**TASK STATEMENT**. Set down every one of the following records word for word, with no changes.

**DATA LINES**.
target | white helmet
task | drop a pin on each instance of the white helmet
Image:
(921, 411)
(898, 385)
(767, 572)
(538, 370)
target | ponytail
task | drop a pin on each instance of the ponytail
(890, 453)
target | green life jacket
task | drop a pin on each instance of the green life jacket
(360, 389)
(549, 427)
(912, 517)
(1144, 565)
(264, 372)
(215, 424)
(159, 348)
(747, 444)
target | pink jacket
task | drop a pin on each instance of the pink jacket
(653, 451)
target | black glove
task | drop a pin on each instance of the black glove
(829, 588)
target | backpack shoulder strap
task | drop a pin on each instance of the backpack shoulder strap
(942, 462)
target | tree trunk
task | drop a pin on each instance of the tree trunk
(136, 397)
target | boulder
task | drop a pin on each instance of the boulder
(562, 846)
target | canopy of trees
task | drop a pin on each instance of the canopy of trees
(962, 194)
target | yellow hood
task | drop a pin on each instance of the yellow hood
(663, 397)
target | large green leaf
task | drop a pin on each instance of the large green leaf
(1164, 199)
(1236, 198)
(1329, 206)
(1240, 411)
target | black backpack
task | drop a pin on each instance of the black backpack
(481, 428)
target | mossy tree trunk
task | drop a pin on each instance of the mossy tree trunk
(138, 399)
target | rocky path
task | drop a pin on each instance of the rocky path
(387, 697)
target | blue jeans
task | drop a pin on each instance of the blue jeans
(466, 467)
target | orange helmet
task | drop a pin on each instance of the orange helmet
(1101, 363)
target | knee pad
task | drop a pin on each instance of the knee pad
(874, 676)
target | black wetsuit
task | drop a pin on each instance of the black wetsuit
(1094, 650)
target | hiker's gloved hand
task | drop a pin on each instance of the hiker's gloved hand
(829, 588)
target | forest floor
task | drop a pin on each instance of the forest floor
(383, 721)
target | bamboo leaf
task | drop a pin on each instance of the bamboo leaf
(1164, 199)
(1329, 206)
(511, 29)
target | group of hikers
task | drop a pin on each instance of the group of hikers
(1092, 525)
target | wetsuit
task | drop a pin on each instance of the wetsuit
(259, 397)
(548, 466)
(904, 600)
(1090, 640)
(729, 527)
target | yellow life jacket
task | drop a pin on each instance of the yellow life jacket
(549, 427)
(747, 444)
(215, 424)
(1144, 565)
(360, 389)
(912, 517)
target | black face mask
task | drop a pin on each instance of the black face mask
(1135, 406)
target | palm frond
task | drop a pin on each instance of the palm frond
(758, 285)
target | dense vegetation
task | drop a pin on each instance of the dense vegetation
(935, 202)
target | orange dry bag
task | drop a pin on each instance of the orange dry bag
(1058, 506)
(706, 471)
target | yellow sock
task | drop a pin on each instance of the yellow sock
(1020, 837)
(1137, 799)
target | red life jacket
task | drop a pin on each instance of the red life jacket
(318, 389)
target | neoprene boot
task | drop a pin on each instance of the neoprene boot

**REPLY**.
target | white helmet
task | drop a pin on each instance of the white helmet
Image:
(921, 411)
(898, 385)
(767, 572)
(538, 370)
target | ponytail
task | drop a pin on each instance of the ponytail
(890, 453)
target | green life jacket
task | drop a pin on each instance of the green life jacket
(360, 389)
(549, 427)
(912, 517)
(1144, 565)
(264, 372)
(215, 424)
(159, 348)
(747, 444)
target | pink jacket
task | drop a pin on each instance of the pink jacket
(653, 451)
target | black glove
task | drop a pin on each instance of the black glove
(829, 588)
target | backpack shoulder strap
task | drop a pin on each instance of the backpack shoulder strap
(942, 462)
target | tree trunk
task | drop a pin on each instance of the tree trunk
(136, 397)
target | boulder
task | drop a pin on each instance of the boulder
(562, 846)
target | canopy of trees
task | drop a pin on each instance of the canopy of trees
(962, 194)
target | yellow hood
task | drop a pin on each instance of the yellow hood
(663, 397)
target | large green leaf
task | drop a pin on each instance of the large green leaf
(1164, 199)
(1236, 198)
(1329, 206)
(1240, 411)
target | black backpack
task | drop a pin on each instance of the black backpack
(481, 428)
target | mossy tree trunk
task | drop a pin on each instance of the mossy tree trunk
(138, 399)
target | rocky path
task | drop a pin on each instance of the rocky path
(387, 697)
target | blue jeans
task | drop a pin on each instance of the blue jeans
(466, 467)
target | orange helmet
task | drop a pin on each instance of the orange helmet
(1101, 363)
target | knee pad
task | drop a pin on each instance of the knee pad
(874, 676)
target | black wetsuit
task | drop a pin on each instance of the black wetsuit
(1094, 650)
target | hiker's gloved hand
task | drop a pin on each instance of the hiker's gloved hand
(829, 588)
target | forest floor
task | drop a pin on each instance of the forest floor
(383, 721)
target | bamboo leaf
task | drop a pin on each instance of the bamboo leaf
(1164, 199)
(1329, 206)
(511, 29)
target | group of hikers
task | drop a pin on each instance of the group of hikers
(1092, 525)
target | wetsuit
task | drop a pin on each instance of the wetsuit
(259, 397)
(548, 466)
(904, 600)
(1090, 640)
(729, 527)
target | yellow life jacket
task | drop a pin on each instance of the yellow life jacket
(549, 427)
(747, 444)
(215, 424)
(1144, 565)
(360, 389)
(912, 517)
target | black face mask
task | drop a pin on each instance of the black face mask
(1135, 406)
target | palm frond
task | drop a pin on each instance of the palm frond
(758, 285)
target | dense vegetation
task | drop a pin on each instance of the dense vegetation
(935, 202)
target | orange dry bag
task | drop a pin on each instance of the orange dry bag
(1058, 506)
(706, 471)
target | yellow sock
task | drop a pin on each instance of the yellow sock
(1020, 837)
(1137, 799)
target | red life jacket
task | drop a pin on each instance of the red life jacket
(318, 389)
target | neoprene boot
task | drop a pin on each instance of the neoprene boot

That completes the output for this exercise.